(Beginning of PROVIDED DATA)

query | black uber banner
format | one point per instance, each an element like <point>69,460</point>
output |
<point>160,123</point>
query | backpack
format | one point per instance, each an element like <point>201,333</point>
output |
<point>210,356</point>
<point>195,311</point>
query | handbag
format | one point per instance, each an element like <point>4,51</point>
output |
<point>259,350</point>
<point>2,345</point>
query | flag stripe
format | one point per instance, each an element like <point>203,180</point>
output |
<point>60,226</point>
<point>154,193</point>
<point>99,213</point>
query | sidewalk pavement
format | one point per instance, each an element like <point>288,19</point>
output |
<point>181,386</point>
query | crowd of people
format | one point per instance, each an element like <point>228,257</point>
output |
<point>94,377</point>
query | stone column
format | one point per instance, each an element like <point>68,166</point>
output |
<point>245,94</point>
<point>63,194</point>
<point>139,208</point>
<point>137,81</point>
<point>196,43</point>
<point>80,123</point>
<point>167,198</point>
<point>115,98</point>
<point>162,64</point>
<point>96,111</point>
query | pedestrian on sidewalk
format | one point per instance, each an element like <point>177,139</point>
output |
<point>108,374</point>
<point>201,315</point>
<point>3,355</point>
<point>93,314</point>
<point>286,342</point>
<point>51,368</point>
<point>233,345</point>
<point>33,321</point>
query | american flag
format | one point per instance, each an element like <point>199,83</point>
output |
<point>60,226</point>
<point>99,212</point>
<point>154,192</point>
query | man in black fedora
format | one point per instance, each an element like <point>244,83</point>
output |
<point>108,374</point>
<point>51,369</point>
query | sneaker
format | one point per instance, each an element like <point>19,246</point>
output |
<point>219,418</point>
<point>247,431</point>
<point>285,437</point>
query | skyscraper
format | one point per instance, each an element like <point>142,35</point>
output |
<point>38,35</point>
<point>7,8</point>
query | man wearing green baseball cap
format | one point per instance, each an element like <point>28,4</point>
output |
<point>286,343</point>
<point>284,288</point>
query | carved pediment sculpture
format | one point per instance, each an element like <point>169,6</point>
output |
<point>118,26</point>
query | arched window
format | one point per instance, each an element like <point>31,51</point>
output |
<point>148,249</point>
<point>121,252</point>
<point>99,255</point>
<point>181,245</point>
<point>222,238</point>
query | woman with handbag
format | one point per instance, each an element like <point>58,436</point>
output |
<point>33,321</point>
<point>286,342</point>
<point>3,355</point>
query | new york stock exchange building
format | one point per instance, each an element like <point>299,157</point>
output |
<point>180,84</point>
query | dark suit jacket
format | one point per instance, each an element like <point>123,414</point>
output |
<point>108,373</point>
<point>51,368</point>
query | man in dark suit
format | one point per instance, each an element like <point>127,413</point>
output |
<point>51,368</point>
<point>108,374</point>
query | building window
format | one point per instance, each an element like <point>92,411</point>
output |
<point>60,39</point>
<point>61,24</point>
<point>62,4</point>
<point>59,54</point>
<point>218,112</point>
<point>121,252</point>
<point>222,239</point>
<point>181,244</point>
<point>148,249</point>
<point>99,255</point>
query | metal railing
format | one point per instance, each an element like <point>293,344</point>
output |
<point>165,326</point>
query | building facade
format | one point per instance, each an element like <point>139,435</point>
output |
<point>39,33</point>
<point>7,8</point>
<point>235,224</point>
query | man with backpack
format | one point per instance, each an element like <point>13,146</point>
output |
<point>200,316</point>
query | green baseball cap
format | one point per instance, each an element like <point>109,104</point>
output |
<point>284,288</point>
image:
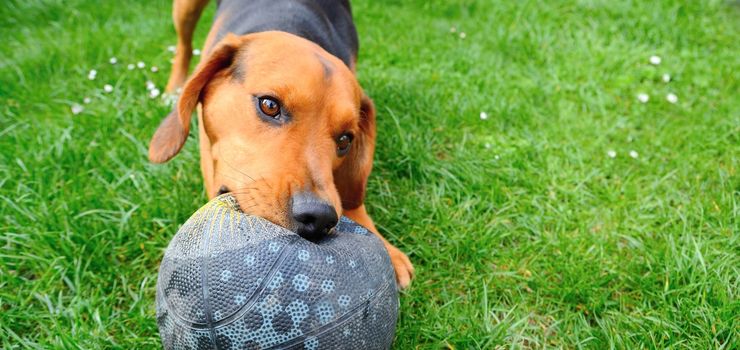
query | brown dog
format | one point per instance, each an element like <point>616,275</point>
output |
<point>283,123</point>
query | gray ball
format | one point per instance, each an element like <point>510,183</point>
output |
<point>233,281</point>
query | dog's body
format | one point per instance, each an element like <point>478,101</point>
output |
<point>284,125</point>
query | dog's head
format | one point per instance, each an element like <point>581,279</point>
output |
<point>291,133</point>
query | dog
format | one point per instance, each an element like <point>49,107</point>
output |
<point>283,123</point>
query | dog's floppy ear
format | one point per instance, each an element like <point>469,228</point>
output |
<point>351,177</point>
<point>174,129</point>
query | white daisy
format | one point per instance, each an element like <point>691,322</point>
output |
<point>77,109</point>
<point>643,97</point>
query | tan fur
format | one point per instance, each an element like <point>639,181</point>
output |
<point>264,164</point>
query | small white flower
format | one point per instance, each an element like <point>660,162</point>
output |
<point>77,109</point>
<point>672,98</point>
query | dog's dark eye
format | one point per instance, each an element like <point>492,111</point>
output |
<point>343,143</point>
<point>269,106</point>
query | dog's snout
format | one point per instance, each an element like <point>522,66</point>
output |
<point>313,217</point>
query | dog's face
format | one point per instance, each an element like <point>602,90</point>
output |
<point>291,134</point>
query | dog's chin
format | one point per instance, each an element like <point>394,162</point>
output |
<point>268,212</point>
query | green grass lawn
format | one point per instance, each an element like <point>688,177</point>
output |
<point>524,230</point>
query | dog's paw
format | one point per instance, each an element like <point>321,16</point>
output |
<point>402,265</point>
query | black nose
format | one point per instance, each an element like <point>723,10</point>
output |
<point>313,217</point>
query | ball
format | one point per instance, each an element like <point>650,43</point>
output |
<point>229,280</point>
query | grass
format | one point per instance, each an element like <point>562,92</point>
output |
<point>524,232</point>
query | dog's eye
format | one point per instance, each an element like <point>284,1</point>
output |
<point>270,107</point>
<point>343,143</point>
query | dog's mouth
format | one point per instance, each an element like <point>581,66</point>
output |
<point>223,189</point>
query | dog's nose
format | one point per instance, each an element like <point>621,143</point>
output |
<point>313,217</point>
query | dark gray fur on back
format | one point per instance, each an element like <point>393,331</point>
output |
<point>327,23</point>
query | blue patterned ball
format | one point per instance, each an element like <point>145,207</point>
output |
<point>233,281</point>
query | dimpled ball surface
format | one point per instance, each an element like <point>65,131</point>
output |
<point>233,281</point>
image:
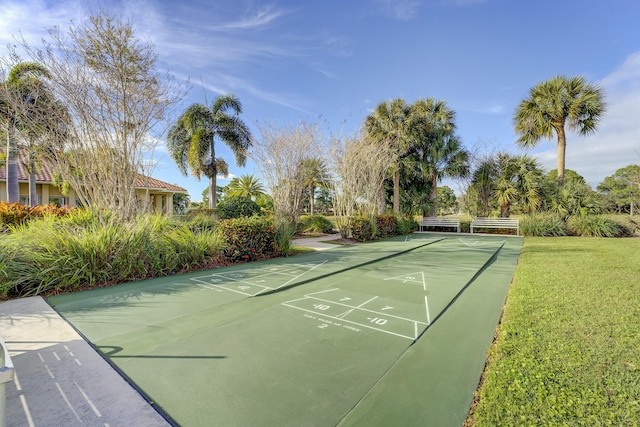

(End of PROVIDED DATA)

-- YOUR GOAL --
Only the lines containing the word "green" should be returned from the data above.

-- RESPONSE TO THIS EXERCISE --
query | man wearing green baseball cap
query | green baseball cap
query | green grass lawn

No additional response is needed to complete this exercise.